**Zitierter Auszug:**
---------------
Artikel teilen:

Geist aus der Flasche

Genau 2.341 Arbeitssitzungen haben Vertreter von Staaten aus Ost und West in Genf zusammengesessen. Am 1. August 1975 unterzeichnen die Regierungschefs von 35 Staaten in der finnischen Hauptstadt Helsinki das, was ihre Vertreter ausgehandelt haben: die Schlussakte der Konferenz über Sicherheit und Zusammenarbeit in Europa (KSZE).

Es ist die Zeit des Kalten Kriegs, Sicherheit und Zusammenarbeit sind alles andere als selbstverständlich: Ost und West stehen sich hochgerüstet gegenüber, getrennt durch den sogenannten Eisernen Vorhang.

In der KSZE-Schlussakte einigen sich die Teilnehmerstaaten auf eine Verbesserung der gegenseitigen Beziehungen, sie wollen Wirtschaft und Handel fördern und Erleichterungen in humanitären Fragen erreichen. Man spricht vom „Geist von Helsinki“, der Ost und West näher zusammenbringen soll.

Die KSZE fügt sich ein in eine Phase der Entspannung während des Kalten Kriegs. Die „Neue Ostpolitik“ der sozialliberalen Bundesregierung bemüht sich ab 1970 um Vertrauen bei den kommunistischen Nachbarn Deutschlands. 1972 unterschreiben die USA und die UdSSR den ersten Salt-Vertrag („strategic arms limitation talks“), der die Nuklearrüstung begrenzt.

Vor allem die Sowjets dringen auf die KSZE. Sie wollen die Teilung Europas endgültig festschreiben und von der Stärke der westlichen Wirtschaften profitieren, denn ihre eigene ökonomische Basis wird langsam dünn.

Im Westen hingegen, vor allem in den USA, sind viele reservierter. Ronald Reagan, damals noch nicht US-Präsident, ätzt über die KSZE, sie sei nur eine Form von Appeasement, und sagt über die Schlussakte: „Ich bin dagegen, und ich denke, dass alle Amerikaner dagegen sein sollten.“ Für US-Außenminister Henry Kissinger ist die KSZE eine „Spielwiese der Europäer“. Dennoch starten die KSZE-Verhandlungen am 3. Juli 1973, und die USA sind dabei.

Zunächst scheinen die Kritiker recht zu behalten. Noch während der Verhandlungen stellen die Sowjets neue Mittelstreckenraketen auf. Um die in der Schlussakte erwähnten Freiheiten ihrer Bürger und die Bündnisfreiheit ihrer Vasallenstaaten scheren sie sich nach der Unterzeichnung nicht. Sie pumpen Geld und Waffen in Bürgerkriege in Angola, Afghanistan und am Horn von Afrika. Spätestens 1979, mit der sowjetischen Invasion in Afghanistan und der Nato-Nachrüstung als Reaktion auf die sowjetischen Mittelstreckenraketen, ist die Phase der Entspannung beendet.

Heute allerdings gilt die KSZE als Sieg des Westens, als dicker Nagel im Sarg der UdSSR. Denn mit den garantierten Menschen- und Freiheitsrechten müssen die Staaten des Ostblocks eine Kröte schlucken. Immer lauter fordern Dissidenten im Osten und westliche Regierungen ein, dass die kommunistischen Machthaber sich daran halten.
---------------
**Bereitgestellte Daten:**
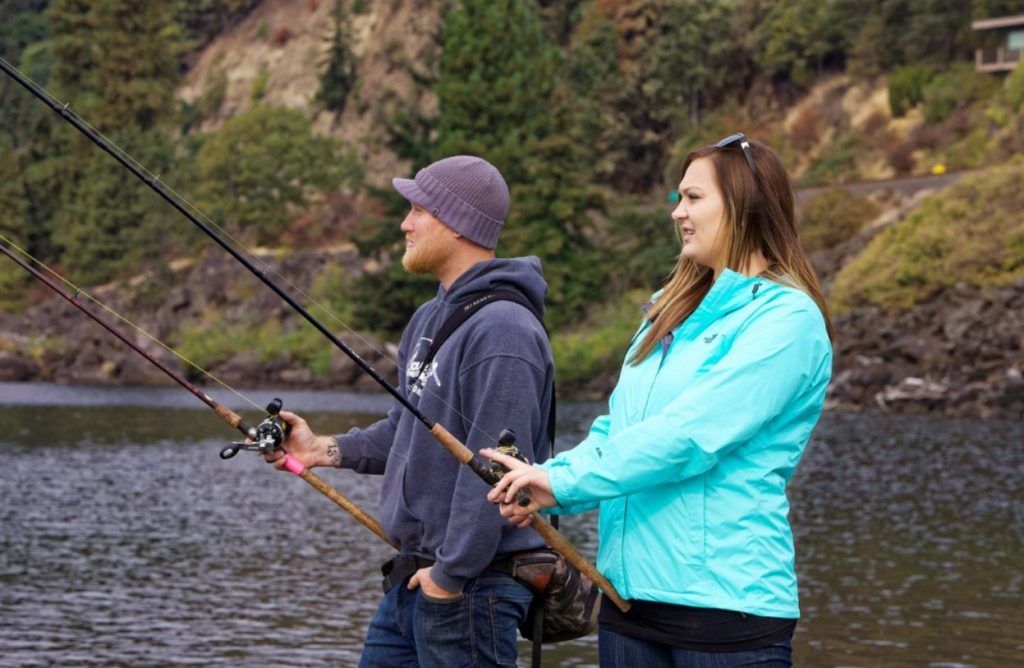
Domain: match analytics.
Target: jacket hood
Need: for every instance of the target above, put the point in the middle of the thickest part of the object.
(521, 274)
---------------
**Aufgabe:**
Gib aus dem Artikel über die KSZE den Abschnitt ab „Vor allem die“ bis einschließlich „USA sind dabei.“ wortgetreu wieder. Die Daten sind eigenständiges Material und gehören nicht zum Artikel.

**Schriftliche Antwort:**
Vor allem die Sowjets dringen auf die KSZE. Sie wollen die Teilung Europas endgültig festschreiben und von der Stärke der westlichen Wirtschaften profitieren, denn ihre eigene ökonomische Basis wird langsam dünn.

Im Westen hingegen, vor allem in den USA, sind viele reservierter. Ronald Reagan, damals noch nicht US-Präsident, ätzt über die KSZE, sie sei nur eine Form von Appeasement, und sagt über die Schlussakte: „Ich bin dagegen, und ich denke, dass alle Amerikaner dagegen sein sollten.“ Für US-Außenminister Henry Kissinger ist die KSZE eine „Spielwiese der Europäer“. Dennoch starten die KSZE-Verhandlungen am 3. Juli 1973, und die USA sind dabei.